The request: Copy all of the records below word for word, leaving the pictures out of your answer.

Excerpts from location labeling data:
┏━━

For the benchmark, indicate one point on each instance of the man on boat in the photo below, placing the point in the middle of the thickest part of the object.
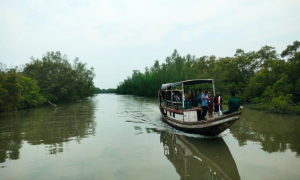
(199, 95)
(204, 99)
(210, 105)
(218, 100)
(233, 104)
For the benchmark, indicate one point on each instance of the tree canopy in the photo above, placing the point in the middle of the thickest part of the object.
(51, 78)
(263, 78)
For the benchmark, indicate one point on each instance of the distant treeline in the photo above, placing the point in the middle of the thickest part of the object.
(110, 90)
(51, 78)
(264, 78)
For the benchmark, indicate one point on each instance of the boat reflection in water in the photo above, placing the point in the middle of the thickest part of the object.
(196, 158)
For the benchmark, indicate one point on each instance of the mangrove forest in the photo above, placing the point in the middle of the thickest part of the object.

┗━━

Expected answer:
For the benchmark, indicate one point on each instance of the man on boat in the photo below, placing the point in the middle of the thickest part of the object.
(199, 95)
(204, 99)
(210, 105)
(218, 100)
(233, 104)
For the benchmark, indicate one point on each instance of the tree canopy in the photo above, placing the point in the middle of the thickest part of the object.
(51, 78)
(263, 78)
For the benchmark, indicate one point on each instance of the distant treeline in the photo above, placing the point in the middle of the thickest part of the object.
(110, 90)
(51, 78)
(264, 78)
For the benchmark, indicate one point on each instance of the boat reflection in water in the photo above, placing the point in the middle of the thickest part of the object.
(196, 158)
For the benchmark, indicate one point on each instance of the mangrove forest in the photo above, placing the point in the middle of the thickest part of the object.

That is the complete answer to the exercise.